Task requirements — Each record below should be given again exactly as it reads.

Input —
#####

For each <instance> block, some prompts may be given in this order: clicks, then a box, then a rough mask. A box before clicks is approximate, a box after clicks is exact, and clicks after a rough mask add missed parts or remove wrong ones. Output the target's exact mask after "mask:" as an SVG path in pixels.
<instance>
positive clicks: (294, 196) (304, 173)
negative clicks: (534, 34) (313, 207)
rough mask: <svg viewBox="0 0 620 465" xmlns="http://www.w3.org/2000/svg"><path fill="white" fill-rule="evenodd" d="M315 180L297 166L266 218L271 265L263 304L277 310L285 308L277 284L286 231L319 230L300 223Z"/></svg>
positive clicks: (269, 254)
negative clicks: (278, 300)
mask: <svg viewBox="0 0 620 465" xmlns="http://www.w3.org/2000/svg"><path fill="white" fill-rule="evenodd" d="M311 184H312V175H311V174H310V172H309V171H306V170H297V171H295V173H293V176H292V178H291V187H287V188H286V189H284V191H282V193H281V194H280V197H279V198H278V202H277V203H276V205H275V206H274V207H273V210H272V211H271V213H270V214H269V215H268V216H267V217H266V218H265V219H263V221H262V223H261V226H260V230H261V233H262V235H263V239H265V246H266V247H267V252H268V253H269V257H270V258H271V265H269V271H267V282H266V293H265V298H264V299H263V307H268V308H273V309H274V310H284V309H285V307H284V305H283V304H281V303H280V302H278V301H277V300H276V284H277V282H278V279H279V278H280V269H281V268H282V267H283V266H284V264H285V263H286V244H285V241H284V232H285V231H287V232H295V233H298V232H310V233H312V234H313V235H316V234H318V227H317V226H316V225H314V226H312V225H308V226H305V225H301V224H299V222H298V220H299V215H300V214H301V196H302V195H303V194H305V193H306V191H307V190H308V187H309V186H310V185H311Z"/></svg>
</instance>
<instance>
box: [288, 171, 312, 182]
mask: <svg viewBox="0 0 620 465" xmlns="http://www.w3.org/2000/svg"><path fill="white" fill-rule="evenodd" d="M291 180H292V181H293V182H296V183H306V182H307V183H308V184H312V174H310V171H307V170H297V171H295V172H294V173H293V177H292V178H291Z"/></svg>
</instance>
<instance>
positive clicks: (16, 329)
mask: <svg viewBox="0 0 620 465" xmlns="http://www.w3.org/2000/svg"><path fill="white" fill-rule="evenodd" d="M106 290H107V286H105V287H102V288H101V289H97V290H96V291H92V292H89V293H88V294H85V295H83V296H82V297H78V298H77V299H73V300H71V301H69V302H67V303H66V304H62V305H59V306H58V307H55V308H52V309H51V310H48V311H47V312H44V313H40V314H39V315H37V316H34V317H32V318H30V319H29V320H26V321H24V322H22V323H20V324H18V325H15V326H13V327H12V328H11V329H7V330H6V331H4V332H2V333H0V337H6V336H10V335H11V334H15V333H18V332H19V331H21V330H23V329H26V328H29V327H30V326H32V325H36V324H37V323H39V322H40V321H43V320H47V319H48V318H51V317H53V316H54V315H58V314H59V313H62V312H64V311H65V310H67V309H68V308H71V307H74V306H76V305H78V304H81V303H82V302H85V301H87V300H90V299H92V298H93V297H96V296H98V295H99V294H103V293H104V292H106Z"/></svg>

#####

Task result —
For each <instance> block, some prompts may be given in this order: clicks, then a box, then a rough mask. A box before clicks is approximate, a box after clicks is exact, and clicks after a rough mask add missed parts or remove wrong ones. Output the target's exact mask after "mask:" as an SVG path in pixels.
<instance>
positive clicks: (294, 196) (304, 173)
negative clicks: (534, 34) (313, 207)
rough mask: <svg viewBox="0 0 620 465" xmlns="http://www.w3.org/2000/svg"><path fill="white" fill-rule="evenodd" d="M315 180L297 166L266 218L271 265L263 304L277 310L285 308L277 284L286 231L319 230L300 223Z"/></svg>
positive clicks: (269, 254)
negative clicks: (278, 300)
mask: <svg viewBox="0 0 620 465" xmlns="http://www.w3.org/2000/svg"><path fill="white" fill-rule="evenodd" d="M311 184H312V175H311V174H310V172H309V171H306V170H297V171H295V173H293V176H292V178H291V187H287V188H286V189H284V191H282V193H281V194H280V197H279V198H278V202H277V203H276V205H275V206H274V207H273V210H272V211H271V213H270V214H269V215H268V216H267V217H266V218H265V219H263V221H262V223H261V226H260V230H261V233H262V235H263V239H265V246H266V247H267V252H268V253H269V257H270V258H271V265H269V271H267V282H266V293H265V298H264V299H263V307H268V308H273V309H274V310H284V309H285V307H284V305H283V304H281V303H280V302H278V301H277V300H276V284H277V282H278V279H279V278H280V269H281V268H282V267H283V266H284V264H285V263H286V244H285V241H284V232H285V231H287V232H295V233H298V232H310V233H312V234H313V235H316V234H318V227H317V226H316V225H314V226H312V225H308V226H305V225H301V224H299V222H298V220H299V215H300V214H301V196H302V195H303V194H305V193H306V191H307V190H308V187H309V186H310V185H311Z"/></svg>
</instance>
<instance>
box: [288, 171, 312, 182]
mask: <svg viewBox="0 0 620 465" xmlns="http://www.w3.org/2000/svg"><path fill="white" fill-rule="evenodd" d="M291 180H292V181H293V182H296V183H306V182H307V183H308V184H312V174H310V171H307V170H297V171H295V172H294V173H293V177H292V178H291Z"/></svg>
</instance>
<instance>
positive clicks: (16, 329)
mask: <svg viewBox="0 0 620 465" xmlns="http://www.w3.org/2000/svg"><path fill="white" fill-rule="evenodd" d="M106 290H107V286H105V287H102V288H101V289H97V290H96V291H92V292H89V293H88V294H85V295H83V296H82V297H78V298H77V299H73V300H71V301H69V302H67V303H66V304H62V305H59V306H58V307H55V308H52V309H51V310H48V311H47V312H44V313H40V314H39V315H37V316H34V317H32V318H30V319H29V320H26V321H24V322H22V323H20V324H18V325H15V326H13V327H12V328H11V329H7V330H6V331H4V332H2V333H0V337H6V336H10V335H11V334H15V333H18V332H19V331H21V330H23V329H26V328H29V327H30V326H32V325H36V324H37V323H39V322H40V321H43V320H47V319H48V318H51V317H53V316H54V315H58V314H59V313H62V312H64V311H65V310H67V309H68V308H71V307H74V306H76V305H78V304H81V303H82V302H85V301H87V300H90V299H92V298H93V297H96V296H98V295H99V294H103V293H104V292H106Z"/></svg>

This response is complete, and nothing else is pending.